▶ Directions for this task
Copy out the items word for word, from the first line down to the line that contains "299,20,359,229", including both of those lines.

_____

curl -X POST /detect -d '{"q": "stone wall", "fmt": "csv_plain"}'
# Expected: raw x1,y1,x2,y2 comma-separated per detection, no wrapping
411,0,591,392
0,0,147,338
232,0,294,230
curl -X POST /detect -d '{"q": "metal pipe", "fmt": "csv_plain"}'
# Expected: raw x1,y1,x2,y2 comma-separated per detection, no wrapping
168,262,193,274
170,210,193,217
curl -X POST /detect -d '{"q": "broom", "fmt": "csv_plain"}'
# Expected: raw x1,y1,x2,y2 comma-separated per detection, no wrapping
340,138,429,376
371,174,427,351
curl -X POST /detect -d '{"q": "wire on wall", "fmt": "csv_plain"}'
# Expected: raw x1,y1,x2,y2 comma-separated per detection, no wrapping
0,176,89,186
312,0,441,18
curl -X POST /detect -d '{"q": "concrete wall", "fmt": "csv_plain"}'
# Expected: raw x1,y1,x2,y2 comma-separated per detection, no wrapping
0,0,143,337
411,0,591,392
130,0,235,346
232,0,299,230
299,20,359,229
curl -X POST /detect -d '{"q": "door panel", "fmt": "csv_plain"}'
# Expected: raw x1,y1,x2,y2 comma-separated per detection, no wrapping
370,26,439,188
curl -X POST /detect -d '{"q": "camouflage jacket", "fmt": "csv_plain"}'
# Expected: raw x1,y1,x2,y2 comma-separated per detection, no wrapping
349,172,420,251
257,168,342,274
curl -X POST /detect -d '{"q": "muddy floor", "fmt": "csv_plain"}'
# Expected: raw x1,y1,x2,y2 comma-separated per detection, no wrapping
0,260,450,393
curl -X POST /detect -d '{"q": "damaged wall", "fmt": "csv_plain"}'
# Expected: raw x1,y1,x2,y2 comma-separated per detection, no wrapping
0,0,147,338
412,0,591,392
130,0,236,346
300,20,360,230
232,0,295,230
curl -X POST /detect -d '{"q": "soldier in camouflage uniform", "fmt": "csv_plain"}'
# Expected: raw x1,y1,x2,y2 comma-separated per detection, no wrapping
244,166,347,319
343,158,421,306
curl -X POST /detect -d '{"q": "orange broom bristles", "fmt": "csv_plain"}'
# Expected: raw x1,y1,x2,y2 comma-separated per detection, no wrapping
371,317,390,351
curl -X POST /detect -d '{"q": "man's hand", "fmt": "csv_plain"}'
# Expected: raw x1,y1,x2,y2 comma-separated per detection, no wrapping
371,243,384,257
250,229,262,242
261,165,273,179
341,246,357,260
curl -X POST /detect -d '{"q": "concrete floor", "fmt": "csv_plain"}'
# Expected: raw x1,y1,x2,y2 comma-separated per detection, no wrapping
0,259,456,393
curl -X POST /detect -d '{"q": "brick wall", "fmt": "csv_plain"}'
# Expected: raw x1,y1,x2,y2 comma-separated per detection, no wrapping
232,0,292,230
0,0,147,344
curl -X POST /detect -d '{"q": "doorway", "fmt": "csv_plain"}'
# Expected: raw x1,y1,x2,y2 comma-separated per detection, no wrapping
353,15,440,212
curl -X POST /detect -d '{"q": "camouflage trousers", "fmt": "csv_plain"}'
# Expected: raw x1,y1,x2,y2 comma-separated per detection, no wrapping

_____

▶ Output
curl -X POST /detect -d '{"q": "stone wall", "fmt": "csv_plain"}'
# Expected: raw x1,y1,x2,y2 comma-separated per detection, no wrapping
411,0,591,392
0,0,147,338
232,0,294,230
curl -X POST /detect -d '{"q": "metal pipe", "fmt": "csv_plain"}'
# Expected: raw x1,y1,x2,y2 comma-separated per detection, no wrapping
168,262,193,274
170,210,193,217
curl -X POST /detect -d '{"q": "broom", "fmt": "csv_plain"}'
# Expected: raw x1,y1,x2,y2 comma-separated per detection, no wrapping
340,138,429,376
371,174,427,351
curl -X POST /detect -d '{"q": "wire on wall", "fmt": "csv_plain"}'
# Expected: raw x1,y1,x2,y2 comma-separated per detection, no wrapping
0,176,89,186
312,0,441,18
curl -X POST /detect -d '{"q": "concrete wall", "fmt": "csv_plain"}'
# Expected: raw x1,y1,x2,y2 comma-separated per detection, no wrapping
0,0,143,337
411,0,591,392
130,0,235,346
232,0,299,230
299,20,359,229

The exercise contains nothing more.